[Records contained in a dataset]
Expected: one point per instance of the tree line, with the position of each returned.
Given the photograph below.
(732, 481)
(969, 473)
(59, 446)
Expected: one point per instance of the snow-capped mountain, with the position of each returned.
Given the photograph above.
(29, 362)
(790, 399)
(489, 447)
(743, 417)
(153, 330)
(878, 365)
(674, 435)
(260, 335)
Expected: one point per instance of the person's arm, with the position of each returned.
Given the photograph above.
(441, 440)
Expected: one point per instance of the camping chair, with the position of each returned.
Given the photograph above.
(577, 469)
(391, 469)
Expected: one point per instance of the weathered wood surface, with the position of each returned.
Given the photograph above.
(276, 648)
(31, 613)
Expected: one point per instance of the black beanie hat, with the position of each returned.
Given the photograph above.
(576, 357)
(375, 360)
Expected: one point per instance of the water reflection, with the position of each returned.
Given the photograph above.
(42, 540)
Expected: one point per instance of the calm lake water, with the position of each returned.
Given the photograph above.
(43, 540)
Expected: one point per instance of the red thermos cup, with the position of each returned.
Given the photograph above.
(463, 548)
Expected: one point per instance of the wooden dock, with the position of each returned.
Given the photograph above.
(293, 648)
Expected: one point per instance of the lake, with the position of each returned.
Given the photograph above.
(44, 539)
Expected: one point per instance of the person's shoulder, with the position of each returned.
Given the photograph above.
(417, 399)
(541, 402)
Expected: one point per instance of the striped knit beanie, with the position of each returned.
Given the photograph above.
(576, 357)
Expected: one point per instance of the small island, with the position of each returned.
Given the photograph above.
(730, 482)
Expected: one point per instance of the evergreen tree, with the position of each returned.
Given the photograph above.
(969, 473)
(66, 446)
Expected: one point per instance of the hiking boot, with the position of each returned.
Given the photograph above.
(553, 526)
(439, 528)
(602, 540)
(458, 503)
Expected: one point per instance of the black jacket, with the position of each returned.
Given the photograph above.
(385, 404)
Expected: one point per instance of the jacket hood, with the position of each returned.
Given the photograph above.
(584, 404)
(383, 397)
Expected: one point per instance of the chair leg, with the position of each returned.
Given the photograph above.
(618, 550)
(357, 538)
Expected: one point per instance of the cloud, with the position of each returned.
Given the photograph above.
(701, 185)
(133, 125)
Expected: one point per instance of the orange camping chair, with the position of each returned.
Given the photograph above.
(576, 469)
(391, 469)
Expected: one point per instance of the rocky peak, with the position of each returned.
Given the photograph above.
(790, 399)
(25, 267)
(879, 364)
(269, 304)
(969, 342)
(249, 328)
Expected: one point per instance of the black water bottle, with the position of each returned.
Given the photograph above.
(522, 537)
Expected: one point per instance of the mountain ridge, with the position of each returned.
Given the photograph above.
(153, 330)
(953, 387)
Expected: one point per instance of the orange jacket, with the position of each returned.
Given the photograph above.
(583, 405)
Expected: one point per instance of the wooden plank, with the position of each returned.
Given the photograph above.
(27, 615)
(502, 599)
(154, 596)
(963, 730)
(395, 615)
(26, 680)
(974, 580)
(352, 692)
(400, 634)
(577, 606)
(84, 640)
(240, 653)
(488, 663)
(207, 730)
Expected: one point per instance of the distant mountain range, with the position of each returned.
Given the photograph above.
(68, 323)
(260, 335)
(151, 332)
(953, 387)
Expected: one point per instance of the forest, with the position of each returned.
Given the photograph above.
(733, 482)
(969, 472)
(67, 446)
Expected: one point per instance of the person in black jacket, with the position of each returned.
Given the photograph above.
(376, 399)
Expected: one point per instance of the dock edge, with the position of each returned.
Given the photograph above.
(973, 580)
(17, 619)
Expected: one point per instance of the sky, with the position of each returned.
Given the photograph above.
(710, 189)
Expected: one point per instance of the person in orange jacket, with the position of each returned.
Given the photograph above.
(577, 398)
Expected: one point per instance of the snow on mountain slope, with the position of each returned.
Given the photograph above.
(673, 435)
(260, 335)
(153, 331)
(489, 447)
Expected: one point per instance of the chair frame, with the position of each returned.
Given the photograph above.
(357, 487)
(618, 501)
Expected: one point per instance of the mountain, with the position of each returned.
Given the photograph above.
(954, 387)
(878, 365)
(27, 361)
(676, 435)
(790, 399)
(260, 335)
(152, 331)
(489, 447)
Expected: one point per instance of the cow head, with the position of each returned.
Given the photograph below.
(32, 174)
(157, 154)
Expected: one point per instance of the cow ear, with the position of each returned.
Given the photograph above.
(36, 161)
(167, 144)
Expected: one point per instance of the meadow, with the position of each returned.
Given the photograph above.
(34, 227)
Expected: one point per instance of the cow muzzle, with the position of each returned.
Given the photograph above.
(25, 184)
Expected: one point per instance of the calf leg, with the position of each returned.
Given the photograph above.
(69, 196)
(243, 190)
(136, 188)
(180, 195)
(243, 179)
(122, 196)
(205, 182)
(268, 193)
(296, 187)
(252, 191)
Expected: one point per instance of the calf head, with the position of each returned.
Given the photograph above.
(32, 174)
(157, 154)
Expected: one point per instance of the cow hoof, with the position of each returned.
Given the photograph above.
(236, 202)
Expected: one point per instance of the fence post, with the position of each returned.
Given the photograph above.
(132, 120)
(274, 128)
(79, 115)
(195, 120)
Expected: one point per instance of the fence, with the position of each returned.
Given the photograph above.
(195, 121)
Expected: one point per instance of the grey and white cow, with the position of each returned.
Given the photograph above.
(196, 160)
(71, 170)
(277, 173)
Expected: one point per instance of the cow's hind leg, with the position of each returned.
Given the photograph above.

» **WORK REQUIRED**
The entire set of entries, and nothing else, should be set down exactly.

» **RESPONSE BOX**
Expected: one point per instance of the tree line, with the position of each returned.
Given the photograph below.
(732, 481)
(969, 473)
(59, 446)
Expected: one point per instance of the snow-capped mountain, with the position of each returned.
Given the photograph above.
(29, 362)
(790, 399)
(489, 447)
(743, 417)
(153, 330)
(878, 365)
(674, 435)
(260, 335)
Expected: one point per instance of the person's arm, with the position of each returned.
Given the photograph above.
(441, 440)
Expected: one point per instance of the camping chair, with the position of each returned.
Given the photograph above.
(577, 469)
(391, 469)
Expected: one point per instance of the weathered wood surface, with the position of each returned.
Given the photograph above.
(276, 648)
(31, 613)
Expected: one point per instance of the black beanie hat, with the position of each returned.
Given the photograph above.
(576, 357)
(375, 360)
Expected: one point per instance of the water reflection, with the position of each returned.
Given the photograph above.
(42, 540)
Expected: one point per instance of the calm lake water, with the position of each returned.
Given the photograph above.
(43, 540)
Expected: one point per instance of the red thermos cup, with the position of each returned.
Given the photograph above.
(463, 548)
Expected: one point per instance of the wooden dock, with the position of each returned.
Given the photograph above.
(293, 648)
Expected: one point per instance of the lake, with the position of each returned.
Given the photograph above.
(44, 539)
Expected: one point per instance of the person's shoulder, with the position of each returned.
Given the photograph above.
(417, 399)
(541, 402)
Expected: one point per instance of the striped knit beanie, with the position of each returned.
Given the photograph above.
(576, 357)
Expected: one point per instance of the small island, with the position of each returned.
Given the photograph above.
(730, 482)
Expected: one point per instance of the evergreen tree, with the position of each returned.
Given the photograph above.
(969, 473)
(66, 446)
Expected: one point per instance of the hiking boot, with the position of each returned.
Given the photograph above.
(553, 526)
(439, 528)
(602, 540)
(458, 503)
Expected: one point per instance of the black jacket, with the position of each returned.
Given the photograph above.
(385, 404)
Expected: one point per instance of the jacket hood, with the position of each returned.
Given the photograph above.
(584, 404)
(383, 397)
Expected: one point per instance of the chair leg, with the position of each returned.
Given the photograph above.
(618, 550)
(357, 538)
Expected: one point per instance of the cloud, with the position of each returned.
Given the photograph above.
(701, 185)
(133, 125)
Expected: one point per instance of the orange camping chair, with the position of each returned.
Given the photograph above.
(576, 469)
(391, 469)
Expected: one point per instance of the rocky peak, with the position of each returned.
Given the photograph above.
(790, 399)
(25, 267)
(879, 364)
(269, 304)
(969, 342)
(249, 328)
Expected: one point per instance of the black water bottle, with the position of each returned.
Given the photograph above.
(522, 537)
Expected: one point per instance of the mountain ridge, with the position of each returned.
Given the photograph above.
(153, 330)
(953, 387)
Expected: one point per instance of the orange jacket, with the position of each returned.
Given the photograph above.
(583, 405)
Expected: one point per instance of the wooden plank, with the position of each returned.
Given the photograph above.
(27, 615)
(502, 599)
(154, 596)
(963, 730)
(395, 615)
(26, 680)
(974, 580)
(352, 692)
(400, 634)
(577, 606)
(84, 640)
(240, 653)
(488, 663)
(207, 730)
Expected: one point per instance of the distant mountain range, with the position of each returned.
Given the photograph above.
(68, 323)
(260, 335)
(151, 332)
(953, 387)
Expected: one point per instance of the forest, with the position of each returned.
Given the photograph above.
(733, 482)
(969, 472)
(67, 446)
Expected: one point per instance of the person in black jacket, with the position of each returned.
Given the photograph above.
(376, 399)
Expected: one point per instance of the dock edge, with the position of each returned.
Given the photograph above.
(973, 580)
(17, 619)
Expected: one point per instance of the sky, with the position of each returned.
Given the photograph above.
(710, 189)
Expected: one point per instance of the person in orange jacket, with the position of each returned.
Given the photograph above.
(577, 398)
Expected: one point per instance of the snow on mountain slope, with the position of each returned.
Given the photograph above.
(673, 435)
(260, 335)
(153, 331)
(489, 447)
Expected: one point per instance of the chair frame, with the position of each returned.
Given the photograph above.
(357, 487)
(618, 501)
Expected: one point per instance of the mountain, with the position of each returned.
Given the photograph above.
(954, 387)
(878, 365)
(27, 361)
(676, 435)
(790, 399)
(260, 335)
(152, 331)
(489, 447)
Expected: one point per instance of the cow head, with the position of each returned.
Given the photograph below.
(32, 174)
(157, 154)
Expected: one point per instance of the cow ear, with the position of each returned.
Given the photograph above.
(36, 161)
(167, 144)
Expected: one point per instance of the meadow, with the position of each returned.
Given the photograph above.
(34, 227)
Expected: one point per instance of the cow muzzle, with the position of each returned.
Given the photograph above.
(25, 184)
Expected: one point per instance of the calf leg, with the position of each returned.
Given the photograph above.
(69, 196)
(243, 190)
(136, 188)
(180, 195)
(243, 179)
(122, 196)
(205, 182)
(268, 193)
(296, 187)
(252, 191)
Expected: one point per instance of the calf head, with the position of each returned.
Given the photograph above.
(32, 174)
(157, 154)
Expected: one point per instance of the cow hoof, with the position of each returned.
Given the photograph above.
(236, 202)
Expected: one point per instance of the fence post, with the position of each returned.
Given the photograph above.
(132, 120)
(274, 128)
(79, 115)
(195, 120)
Expected: one point per instance of the fence, with the position of each returned.
Given the photograph above.
(195, 121)
Expected: one point per instance of the grey and white cow, with the position of each returned.
Given the photograph above.
(196, 160)
(71, 170)
(277, 173)
Expected: one point per instance of the cow's hind leg, with the position of each returned.
Given the photograph above.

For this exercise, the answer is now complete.